Pull out each line below that contains the string "mark", treating uppercase and lowercase as different. Copy those lines without changes.
-.-.-
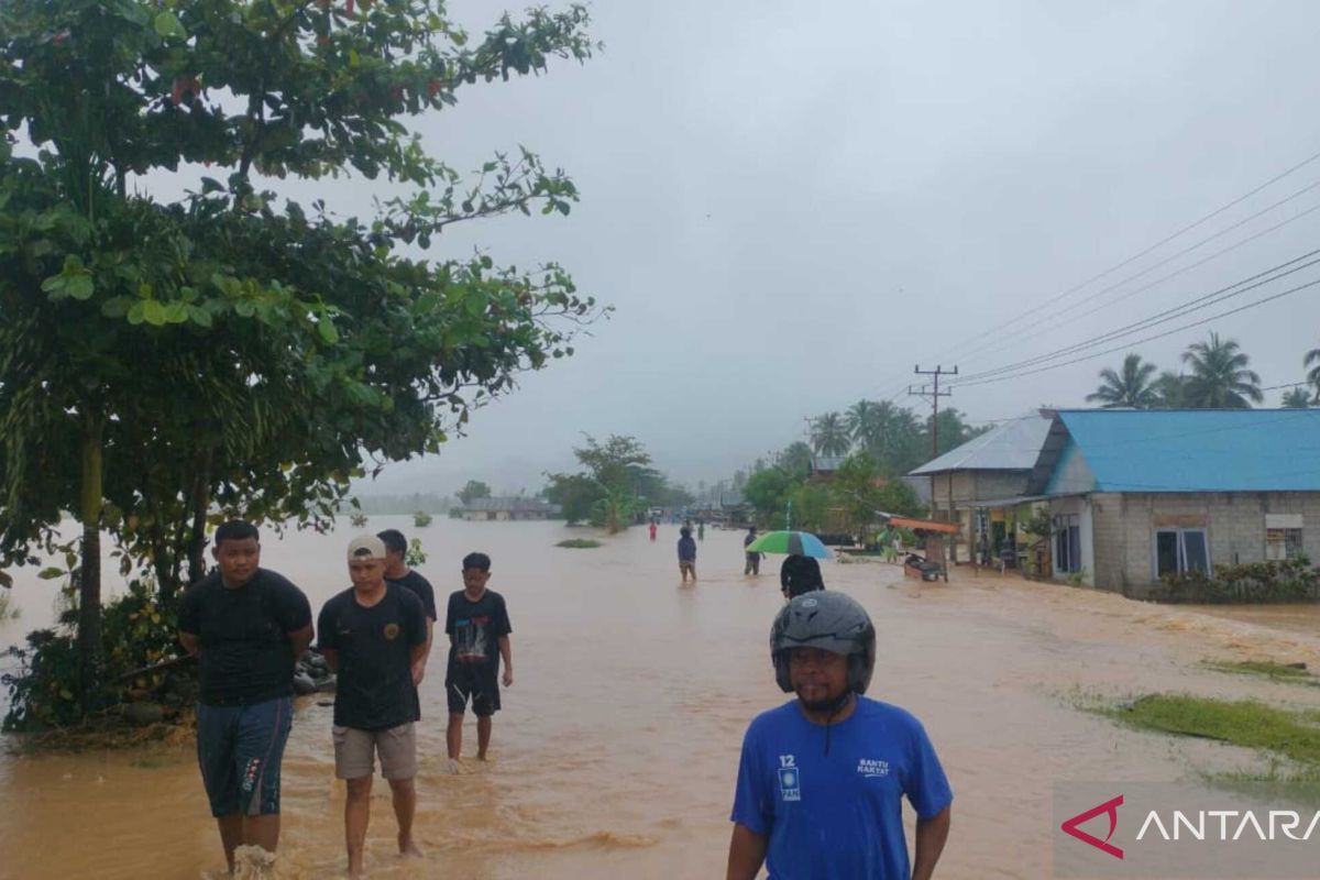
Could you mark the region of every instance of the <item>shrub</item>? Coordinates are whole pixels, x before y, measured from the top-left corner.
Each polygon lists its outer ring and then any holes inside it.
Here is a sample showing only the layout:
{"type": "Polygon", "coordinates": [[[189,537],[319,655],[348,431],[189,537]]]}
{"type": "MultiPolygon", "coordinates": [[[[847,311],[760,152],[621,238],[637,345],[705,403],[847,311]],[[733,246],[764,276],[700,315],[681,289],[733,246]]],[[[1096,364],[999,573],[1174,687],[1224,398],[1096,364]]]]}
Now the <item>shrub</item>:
-.-.-
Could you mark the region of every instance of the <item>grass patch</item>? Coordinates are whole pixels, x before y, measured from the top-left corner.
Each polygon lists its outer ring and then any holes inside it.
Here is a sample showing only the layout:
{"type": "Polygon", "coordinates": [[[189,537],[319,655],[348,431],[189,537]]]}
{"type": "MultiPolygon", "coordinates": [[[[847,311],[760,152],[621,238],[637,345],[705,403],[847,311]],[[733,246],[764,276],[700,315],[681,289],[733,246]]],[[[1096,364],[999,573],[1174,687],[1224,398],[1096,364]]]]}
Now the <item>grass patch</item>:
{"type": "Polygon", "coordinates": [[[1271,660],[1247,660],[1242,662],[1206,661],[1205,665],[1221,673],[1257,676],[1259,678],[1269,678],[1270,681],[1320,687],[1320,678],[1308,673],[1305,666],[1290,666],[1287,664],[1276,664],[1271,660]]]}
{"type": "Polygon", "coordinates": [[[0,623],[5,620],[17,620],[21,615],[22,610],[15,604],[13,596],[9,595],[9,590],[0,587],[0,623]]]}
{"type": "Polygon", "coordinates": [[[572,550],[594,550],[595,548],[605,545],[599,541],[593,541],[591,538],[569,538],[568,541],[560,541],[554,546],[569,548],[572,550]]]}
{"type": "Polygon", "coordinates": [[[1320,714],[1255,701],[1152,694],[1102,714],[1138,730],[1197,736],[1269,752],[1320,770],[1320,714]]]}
-.-.-
* [SOLUTION TO THIS EXERCISE]
Could you mark the region of every instance of the <item>shrub</item>? Coordinates are whole pixels, x before y, measured from the top-left corner.
Could you mark the region of every instance of the <item>grass patch</item>? Coordinates are whole pixels, x before y, measured from the top-left corner.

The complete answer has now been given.